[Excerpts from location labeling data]
....................

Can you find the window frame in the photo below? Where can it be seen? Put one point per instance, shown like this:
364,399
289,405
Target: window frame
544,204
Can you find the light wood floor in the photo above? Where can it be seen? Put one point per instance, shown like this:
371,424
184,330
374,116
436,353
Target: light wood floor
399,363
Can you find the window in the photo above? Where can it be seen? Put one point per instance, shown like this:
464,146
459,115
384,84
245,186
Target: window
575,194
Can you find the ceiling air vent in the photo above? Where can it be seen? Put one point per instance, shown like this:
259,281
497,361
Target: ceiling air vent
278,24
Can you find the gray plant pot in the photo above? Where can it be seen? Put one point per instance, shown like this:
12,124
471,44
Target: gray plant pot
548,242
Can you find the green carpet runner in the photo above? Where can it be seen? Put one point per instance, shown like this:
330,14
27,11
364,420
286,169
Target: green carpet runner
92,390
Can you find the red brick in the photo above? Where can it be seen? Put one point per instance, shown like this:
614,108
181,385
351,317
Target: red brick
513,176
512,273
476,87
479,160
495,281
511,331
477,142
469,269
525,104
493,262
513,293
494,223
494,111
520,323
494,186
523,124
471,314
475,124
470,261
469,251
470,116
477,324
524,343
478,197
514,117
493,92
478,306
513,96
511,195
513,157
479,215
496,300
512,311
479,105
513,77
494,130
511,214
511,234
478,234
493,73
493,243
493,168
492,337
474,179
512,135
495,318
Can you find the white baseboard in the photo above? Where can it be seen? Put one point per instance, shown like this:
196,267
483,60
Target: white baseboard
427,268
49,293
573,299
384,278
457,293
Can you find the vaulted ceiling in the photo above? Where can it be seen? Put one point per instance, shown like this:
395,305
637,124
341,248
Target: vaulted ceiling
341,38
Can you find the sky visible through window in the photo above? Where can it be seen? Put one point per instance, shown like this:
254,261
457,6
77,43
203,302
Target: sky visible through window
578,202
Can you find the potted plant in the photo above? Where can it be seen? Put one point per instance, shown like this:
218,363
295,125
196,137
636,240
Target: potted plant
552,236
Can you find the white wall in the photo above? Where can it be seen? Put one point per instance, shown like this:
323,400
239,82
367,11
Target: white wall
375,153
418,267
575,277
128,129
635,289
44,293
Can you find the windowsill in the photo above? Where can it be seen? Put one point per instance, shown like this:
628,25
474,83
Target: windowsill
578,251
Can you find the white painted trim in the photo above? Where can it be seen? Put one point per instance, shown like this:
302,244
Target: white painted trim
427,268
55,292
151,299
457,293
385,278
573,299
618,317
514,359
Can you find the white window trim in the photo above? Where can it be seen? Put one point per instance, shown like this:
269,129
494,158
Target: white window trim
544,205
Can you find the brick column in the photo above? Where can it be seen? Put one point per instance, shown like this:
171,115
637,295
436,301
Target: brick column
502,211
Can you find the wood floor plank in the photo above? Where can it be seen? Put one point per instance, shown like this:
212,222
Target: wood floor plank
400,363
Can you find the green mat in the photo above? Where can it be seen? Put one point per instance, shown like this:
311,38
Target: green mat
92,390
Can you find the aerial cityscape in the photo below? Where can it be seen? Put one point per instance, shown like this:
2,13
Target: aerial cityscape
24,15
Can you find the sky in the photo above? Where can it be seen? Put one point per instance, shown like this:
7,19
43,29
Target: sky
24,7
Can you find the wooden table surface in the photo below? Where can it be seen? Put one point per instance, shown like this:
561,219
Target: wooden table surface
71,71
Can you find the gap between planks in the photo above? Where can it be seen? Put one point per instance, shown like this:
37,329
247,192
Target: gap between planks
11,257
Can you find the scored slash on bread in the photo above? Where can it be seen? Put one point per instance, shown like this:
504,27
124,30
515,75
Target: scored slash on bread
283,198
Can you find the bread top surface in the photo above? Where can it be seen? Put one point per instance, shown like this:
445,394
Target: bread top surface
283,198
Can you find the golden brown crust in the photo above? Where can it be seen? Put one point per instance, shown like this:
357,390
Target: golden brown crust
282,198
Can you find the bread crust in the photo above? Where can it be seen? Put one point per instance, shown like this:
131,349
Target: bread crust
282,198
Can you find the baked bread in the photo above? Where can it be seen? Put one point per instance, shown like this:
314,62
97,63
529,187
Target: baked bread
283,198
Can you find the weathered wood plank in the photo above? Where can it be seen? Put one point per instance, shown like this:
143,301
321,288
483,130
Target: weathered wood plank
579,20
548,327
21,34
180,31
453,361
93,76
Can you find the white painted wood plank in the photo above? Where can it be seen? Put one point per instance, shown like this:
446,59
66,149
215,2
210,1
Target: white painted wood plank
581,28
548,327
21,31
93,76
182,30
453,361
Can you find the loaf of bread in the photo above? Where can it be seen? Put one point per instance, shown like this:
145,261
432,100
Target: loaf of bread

....................

TO DO: Could you write out all of the lines above word for word, with nothing changed?

FULL RESPONSE:
Can you find the window frame in the photo below? Where can it be seen? Put one point per instance, shown like this:
364,399
289,405
Target: window frame
544,204
Can you find the light wood floor in the photo above? Where can it be seen? Put one point per instance, shown like this:
371,424
184,330
374,116
436,353
Target: light wood floor
399,363
Can you find the window in the photo above? Where can it be seen? Put one point per instance, shown like this:
464,146
459,115
384,84
245,186
Target: window
575,194
Can you find the ceiling air vent in the photo above? Where can it be seen? Put one point per instance, shown like this:
259,281
497,361
Target: ceiling air vent
278,24
Can you find the gray plant pot in the photo above? Where can it be seen? Put one point per instance, shown like this:
12,124
471,44
Target: gray plant pot
548,242
Can you find the green carpet runner in the photo above? Where can it be seen? Put one point per instance, shown like this:
330,14
27,11
364,420
286,169
Target: green carpet runner
92,390
Can you find the red brick in the photo above? Where can it be seen? Put one point per instance, shown like this:
614,108
181,385
351,317
Target: red brick
513,176
512,273
476,87
479,160
495,281
511,331
477,142
469,269
525,104
493,262
513,293
494,223
494,111
520,323
494,186
523,124
471,314
475,124
470,261
469,251
470,116
477,324
524,343
478,197
514,117
493,92
478,306
513,96
511,195
513,157
479,215
496,300
512,311
479,105
513,77
494,130
511,214
511,234
478,234
493,73
493,243
493,168
492,337
474,179
512,135
495,318
Can you find the white baseboard in the photo above? Where can it be seen? Put one point per instance, shown like this:
196,267
483,60
Target: white baseboard
427,268
49,293
573,299
384,278
457,293
Can you find the vaulted ceiling in the photo above? Where can it be seen? Put one point per instance, shown like this:
395,305
637,124
341,248
Target: vaulted ceiling
341,38
Can you find the sky visible through window in the photo above? Where can it be seen? Put one point per instance, shown like this:
254,261
457,6
77,43
203,302
Target: sky visible through window
578,202
Can you find the potted plant in the photo above? Where can it be seen? Put one point per instance, shown like this:
218,363
295,125
196,137
636,240
Target: potted plant
552,236
Can you find the white wall in the photo above? Where can it be seen? Put one point per instance, shown like this:
323,400
239,82
367,11
Target: white wall
375,153
418,267
575,277
128,129
635,289
44,293
Can you find the windowsill in the photo above? Where can it be seen? Put one point per instance, shown like this:
628,25
474,83
Target: windowsill
578,251
Can you find the white painted trim in the photo above? Where can it be seen? Put one point per instance, shown like this:
302,244
Target: white painted trim
427,268
55,292
151,299
457,293
385,278
573,299
618,317
514,359
Can you find the white window trim in the photo above? Where can it be seen? Put one point per instance, shown like this:
269,129
494,158
Target: white window trim
544,205
Can you find the brick column in the photo above? Where can it be seen? Put one point per instance, shown like this:
171,115
637,295
436,301
Target: brick column
502,211
Can you find the wood floor plank in the photo above? Where can it be seen? Put one point per instance, shown like this:
212,222
Target: wood floor plank
400,363
Can you find the green mat in the photo above? Where can it be seen? Put one point per instance, shown like this:
311,38
Target: green mat
92,390
Can you find the aerial cityscape in the photo below? Where can it be seen? Put one point per instance, shown like this:
2,13
Target: aerial cityscape
24,15
Can you find the sky in the photo above? Where can it be seen? Put one point per instance, shown like this:
7,19
43,29
Target: sky
24,7
Can you find the wooden table surface in the photo below? Where can it be seen? Put one point per instance, shown like this:
561,219
Target: wooden table surface
71,71
Can you find the gap between planks in the photo above? Where can it be seen? Put one point per instance, shown like this:
37,329
247,192
Target: gap between planks
11,257
Can you find the scored slash on bread in the photo above? Where can it be seen? Put one point per instance, shown like this:
504,27
124,30
515,75
Target: scored slash on bread
283,198
Can you find the bread top surface in the photo above? Where can it be seen? Put one point per instance, shown like this:
445,394
Target: bread top surface
283,198
Can you find the golden brown crust in the photo above? Where can it be seen? Put one point per instance, shown like this:
357,390
Target: golden brown crust
282,198
Can you find the bread crust in the photo above? Where can it be seen? Put one point per instance, shown like this:
131,349
Target: bread crust
282,198
Can you find the baked bread in the photo above? Where can it be seen? Put one point per instance, shown like this:
314,62
97,63
529,187
Target: baked bread
283,198
Can you find the weathered wood plank in the photo above? Where can it be seen? Put one point per instance, shown like this:
143,301
321,288
483,130
Target: weathered wood plank
579,20
548,327
21,34
180,31
453,361
93,76
Can you find the white painted wood plank in the photo above? Where can it be seen? Put one point per instance, shown like this:
446,59
66,149
215,2
210,1
Target: white painted wood plank
581,28
548,327
21,31
93,76
182,30
453,361
Can you find the loaf of bread in the photo above? Where can it be seen? Put one point per instance, shown like this:
145,261
432,100
Target: loaf of bread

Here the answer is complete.